Can you output, character for character, the lines below from the one containing "Mark one point on each instance of the yellow" through the final line, with both ends included?
══ Records to process ══
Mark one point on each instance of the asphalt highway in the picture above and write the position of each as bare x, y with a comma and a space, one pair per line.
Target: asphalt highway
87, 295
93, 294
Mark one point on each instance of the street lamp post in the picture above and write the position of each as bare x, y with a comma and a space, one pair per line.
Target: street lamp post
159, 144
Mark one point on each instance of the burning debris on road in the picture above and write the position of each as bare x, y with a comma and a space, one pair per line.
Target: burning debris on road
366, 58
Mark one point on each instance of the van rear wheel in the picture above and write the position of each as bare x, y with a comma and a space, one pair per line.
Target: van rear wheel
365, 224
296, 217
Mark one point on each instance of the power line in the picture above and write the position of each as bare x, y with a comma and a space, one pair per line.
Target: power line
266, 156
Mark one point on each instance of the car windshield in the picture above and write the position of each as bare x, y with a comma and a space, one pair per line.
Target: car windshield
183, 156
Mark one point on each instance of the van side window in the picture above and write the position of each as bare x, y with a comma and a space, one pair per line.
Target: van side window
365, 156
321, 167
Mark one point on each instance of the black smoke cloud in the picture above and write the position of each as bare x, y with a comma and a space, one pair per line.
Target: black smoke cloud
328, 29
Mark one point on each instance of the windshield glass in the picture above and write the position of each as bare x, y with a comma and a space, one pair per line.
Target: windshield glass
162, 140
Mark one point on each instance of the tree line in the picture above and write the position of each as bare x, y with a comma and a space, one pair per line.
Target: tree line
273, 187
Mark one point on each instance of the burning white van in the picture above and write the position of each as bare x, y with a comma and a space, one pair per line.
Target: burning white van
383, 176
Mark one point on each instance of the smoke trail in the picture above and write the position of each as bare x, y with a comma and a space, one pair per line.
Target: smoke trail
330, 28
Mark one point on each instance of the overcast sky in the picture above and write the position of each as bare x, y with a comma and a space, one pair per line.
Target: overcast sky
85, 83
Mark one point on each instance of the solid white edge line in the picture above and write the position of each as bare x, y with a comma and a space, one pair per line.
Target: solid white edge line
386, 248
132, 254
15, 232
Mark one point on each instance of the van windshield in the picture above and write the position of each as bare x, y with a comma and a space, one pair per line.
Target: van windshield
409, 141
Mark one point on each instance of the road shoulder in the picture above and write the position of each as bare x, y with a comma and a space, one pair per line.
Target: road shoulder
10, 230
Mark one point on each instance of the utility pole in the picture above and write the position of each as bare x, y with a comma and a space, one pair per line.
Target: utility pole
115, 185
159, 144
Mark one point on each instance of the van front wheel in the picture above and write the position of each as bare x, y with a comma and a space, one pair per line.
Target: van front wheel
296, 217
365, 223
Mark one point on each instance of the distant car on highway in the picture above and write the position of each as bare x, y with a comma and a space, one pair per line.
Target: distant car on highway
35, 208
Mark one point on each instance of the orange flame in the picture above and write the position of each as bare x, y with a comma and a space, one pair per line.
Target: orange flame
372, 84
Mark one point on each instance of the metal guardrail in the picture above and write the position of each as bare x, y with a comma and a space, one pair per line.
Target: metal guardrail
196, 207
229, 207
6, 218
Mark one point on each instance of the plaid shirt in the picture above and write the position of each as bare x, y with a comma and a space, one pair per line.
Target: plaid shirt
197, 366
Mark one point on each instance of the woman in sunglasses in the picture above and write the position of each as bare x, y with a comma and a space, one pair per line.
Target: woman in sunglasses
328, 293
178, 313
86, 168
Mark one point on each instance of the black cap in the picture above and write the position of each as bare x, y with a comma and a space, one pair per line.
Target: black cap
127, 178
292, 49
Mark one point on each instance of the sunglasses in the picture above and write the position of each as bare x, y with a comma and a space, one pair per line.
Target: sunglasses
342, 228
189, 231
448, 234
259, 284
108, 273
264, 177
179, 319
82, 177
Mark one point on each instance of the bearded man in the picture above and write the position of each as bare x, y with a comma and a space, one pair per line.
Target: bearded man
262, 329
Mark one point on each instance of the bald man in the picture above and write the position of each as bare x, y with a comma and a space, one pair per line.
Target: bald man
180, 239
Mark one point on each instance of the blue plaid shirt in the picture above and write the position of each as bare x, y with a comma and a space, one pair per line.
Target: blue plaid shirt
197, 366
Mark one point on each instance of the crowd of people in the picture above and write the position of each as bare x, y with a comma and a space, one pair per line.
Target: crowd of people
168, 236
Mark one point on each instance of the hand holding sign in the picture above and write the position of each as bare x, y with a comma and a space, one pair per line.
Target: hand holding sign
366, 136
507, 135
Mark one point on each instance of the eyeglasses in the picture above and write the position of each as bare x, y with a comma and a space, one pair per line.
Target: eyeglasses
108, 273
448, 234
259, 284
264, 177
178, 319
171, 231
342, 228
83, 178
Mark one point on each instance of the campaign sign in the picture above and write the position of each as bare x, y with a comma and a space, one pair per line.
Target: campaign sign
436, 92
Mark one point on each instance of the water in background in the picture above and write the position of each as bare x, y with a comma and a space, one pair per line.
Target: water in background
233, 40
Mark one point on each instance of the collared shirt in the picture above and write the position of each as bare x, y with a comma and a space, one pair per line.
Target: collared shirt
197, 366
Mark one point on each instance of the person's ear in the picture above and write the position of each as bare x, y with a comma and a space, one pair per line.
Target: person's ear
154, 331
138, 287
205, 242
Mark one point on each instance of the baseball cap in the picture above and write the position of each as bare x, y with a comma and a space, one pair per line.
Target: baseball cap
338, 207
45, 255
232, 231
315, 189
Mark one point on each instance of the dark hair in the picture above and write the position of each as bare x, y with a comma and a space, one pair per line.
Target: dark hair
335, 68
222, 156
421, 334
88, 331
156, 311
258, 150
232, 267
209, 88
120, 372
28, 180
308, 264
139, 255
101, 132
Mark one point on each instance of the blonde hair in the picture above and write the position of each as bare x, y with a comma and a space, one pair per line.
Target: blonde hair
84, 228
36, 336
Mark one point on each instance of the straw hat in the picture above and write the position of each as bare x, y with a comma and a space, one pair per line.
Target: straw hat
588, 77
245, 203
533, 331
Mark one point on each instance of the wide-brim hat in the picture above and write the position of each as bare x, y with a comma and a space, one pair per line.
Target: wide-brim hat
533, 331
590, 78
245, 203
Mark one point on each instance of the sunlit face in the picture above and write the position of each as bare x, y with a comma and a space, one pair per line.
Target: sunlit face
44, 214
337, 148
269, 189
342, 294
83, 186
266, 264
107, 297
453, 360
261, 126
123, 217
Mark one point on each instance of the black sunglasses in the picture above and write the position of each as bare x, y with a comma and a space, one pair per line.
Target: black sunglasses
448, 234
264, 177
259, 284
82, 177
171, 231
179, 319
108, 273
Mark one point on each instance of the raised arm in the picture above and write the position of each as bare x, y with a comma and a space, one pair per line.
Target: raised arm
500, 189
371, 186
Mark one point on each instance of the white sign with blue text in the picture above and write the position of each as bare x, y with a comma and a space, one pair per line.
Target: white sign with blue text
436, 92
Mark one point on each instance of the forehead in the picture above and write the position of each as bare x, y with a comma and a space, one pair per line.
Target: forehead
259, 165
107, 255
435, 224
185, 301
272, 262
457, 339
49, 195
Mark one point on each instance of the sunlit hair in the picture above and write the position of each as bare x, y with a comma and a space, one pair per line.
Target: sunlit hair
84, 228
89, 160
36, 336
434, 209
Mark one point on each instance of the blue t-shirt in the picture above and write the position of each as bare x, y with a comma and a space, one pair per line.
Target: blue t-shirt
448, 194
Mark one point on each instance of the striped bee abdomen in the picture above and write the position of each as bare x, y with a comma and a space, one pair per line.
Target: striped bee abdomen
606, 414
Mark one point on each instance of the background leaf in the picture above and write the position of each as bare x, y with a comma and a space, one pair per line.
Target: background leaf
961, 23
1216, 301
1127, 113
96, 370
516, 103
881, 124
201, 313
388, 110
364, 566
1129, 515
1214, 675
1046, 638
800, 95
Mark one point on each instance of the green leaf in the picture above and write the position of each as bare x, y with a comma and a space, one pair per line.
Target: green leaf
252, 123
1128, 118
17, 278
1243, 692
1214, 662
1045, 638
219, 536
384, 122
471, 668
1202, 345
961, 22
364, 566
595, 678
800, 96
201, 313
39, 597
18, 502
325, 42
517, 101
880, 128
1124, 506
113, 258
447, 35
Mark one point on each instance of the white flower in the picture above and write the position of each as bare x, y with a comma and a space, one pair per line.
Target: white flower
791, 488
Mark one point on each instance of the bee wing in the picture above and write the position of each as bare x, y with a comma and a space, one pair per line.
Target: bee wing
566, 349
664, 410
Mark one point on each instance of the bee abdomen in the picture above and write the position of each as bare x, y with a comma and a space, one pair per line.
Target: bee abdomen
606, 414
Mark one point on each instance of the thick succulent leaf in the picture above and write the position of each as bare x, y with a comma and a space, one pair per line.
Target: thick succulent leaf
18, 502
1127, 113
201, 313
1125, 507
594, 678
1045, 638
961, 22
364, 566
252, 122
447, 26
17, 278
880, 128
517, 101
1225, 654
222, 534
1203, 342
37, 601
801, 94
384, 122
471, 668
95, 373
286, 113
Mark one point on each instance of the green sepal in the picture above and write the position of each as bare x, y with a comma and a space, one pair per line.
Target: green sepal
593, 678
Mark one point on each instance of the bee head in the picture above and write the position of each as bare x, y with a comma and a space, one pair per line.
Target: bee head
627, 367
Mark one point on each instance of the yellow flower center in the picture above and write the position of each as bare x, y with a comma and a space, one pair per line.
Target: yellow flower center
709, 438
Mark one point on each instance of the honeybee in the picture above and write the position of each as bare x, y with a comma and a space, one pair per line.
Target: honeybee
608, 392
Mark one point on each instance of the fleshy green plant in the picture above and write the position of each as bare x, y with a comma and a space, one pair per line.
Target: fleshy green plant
═══
_Completed task_:
Mark one point on each instance of the yellow flower center in the picture above and write the position of each as bare x, y with a comma and a space, one pair per line.
Target: yellow flower center
709, 438
Mark one point on each instance of the honeybee in the picture above and write the position of each as bare x, y with a comma and a space, one pair per line.
Target: honeybee
608, 392
Mark one point on each instance of the fleshy green plant in the picture above and write the position of each as bare x, y with a comma and a space, one pair per line.
Target: fleshy green plant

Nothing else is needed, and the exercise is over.